**Exercise aim**:
Copy out, word for word, the part below that opens with the row containing "Can you please pinpoint where the white stucco" and closes with the row containing "104, 1041, 225]]". Include both of those rows.

**Extracted information**:
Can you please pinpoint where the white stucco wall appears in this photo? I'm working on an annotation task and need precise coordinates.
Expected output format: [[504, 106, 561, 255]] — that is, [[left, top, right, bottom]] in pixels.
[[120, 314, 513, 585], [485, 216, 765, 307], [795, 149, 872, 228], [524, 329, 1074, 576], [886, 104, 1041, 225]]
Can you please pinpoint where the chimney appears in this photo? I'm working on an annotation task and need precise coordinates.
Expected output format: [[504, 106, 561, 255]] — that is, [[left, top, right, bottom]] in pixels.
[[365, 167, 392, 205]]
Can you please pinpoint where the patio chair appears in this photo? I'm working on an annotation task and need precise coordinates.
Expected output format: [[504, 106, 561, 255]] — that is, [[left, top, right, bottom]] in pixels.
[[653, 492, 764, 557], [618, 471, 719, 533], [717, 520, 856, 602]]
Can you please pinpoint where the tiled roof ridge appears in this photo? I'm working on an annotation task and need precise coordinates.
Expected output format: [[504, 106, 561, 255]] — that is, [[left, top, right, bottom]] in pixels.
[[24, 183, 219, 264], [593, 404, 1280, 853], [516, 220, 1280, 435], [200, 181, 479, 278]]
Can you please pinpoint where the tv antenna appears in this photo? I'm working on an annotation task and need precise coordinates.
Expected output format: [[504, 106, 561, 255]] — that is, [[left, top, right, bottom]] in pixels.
--
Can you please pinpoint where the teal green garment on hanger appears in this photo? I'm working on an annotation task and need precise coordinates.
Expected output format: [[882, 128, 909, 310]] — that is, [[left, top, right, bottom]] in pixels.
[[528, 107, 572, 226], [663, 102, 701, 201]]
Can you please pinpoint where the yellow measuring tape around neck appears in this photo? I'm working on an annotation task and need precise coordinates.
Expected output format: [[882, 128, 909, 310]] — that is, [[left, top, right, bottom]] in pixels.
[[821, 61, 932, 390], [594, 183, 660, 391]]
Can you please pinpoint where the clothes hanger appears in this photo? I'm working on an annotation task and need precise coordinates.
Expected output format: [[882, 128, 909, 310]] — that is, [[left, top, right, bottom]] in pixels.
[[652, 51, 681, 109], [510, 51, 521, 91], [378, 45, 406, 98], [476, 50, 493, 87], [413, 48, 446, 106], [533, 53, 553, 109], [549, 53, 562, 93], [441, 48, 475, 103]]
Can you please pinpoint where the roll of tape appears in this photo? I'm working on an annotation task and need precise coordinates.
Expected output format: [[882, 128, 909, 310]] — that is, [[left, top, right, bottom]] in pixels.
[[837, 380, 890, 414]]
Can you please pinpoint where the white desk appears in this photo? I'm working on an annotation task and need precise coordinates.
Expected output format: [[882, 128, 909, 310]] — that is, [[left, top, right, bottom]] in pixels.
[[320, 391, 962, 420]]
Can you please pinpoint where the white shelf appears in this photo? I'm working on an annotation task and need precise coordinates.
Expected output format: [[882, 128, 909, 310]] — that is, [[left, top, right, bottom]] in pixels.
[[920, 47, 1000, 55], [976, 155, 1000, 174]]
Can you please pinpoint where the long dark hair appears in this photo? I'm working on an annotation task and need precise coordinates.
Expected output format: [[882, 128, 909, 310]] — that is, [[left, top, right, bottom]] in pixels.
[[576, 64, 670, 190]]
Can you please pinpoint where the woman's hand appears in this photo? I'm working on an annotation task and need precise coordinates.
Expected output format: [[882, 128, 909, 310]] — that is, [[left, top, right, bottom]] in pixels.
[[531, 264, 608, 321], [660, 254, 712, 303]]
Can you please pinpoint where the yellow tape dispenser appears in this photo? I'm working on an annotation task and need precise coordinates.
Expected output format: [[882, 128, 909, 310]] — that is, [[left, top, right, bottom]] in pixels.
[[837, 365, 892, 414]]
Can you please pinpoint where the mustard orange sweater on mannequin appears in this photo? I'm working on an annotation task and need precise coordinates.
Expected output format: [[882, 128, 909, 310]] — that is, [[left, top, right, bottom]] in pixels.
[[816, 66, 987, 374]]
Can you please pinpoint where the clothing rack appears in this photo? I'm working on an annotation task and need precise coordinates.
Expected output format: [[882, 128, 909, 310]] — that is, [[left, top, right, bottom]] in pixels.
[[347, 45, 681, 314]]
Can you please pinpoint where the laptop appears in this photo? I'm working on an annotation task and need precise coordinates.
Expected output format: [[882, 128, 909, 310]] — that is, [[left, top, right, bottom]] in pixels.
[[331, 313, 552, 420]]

**Result of this exercise**:
Can you please pinpoint where the white stucco wall appears in this photo? I'm working on an annotation task and need precise coordinates.
Expected output format: [[504, 106, 561, 255]] — that is, [[left, top, right, bottom]] in pixels.
[[120, 314, 513, 585], [485, 216, 765, 307], [795, 149, 872, 228], [524, 329, 1074, 576], [886, 104, 1041, 225]]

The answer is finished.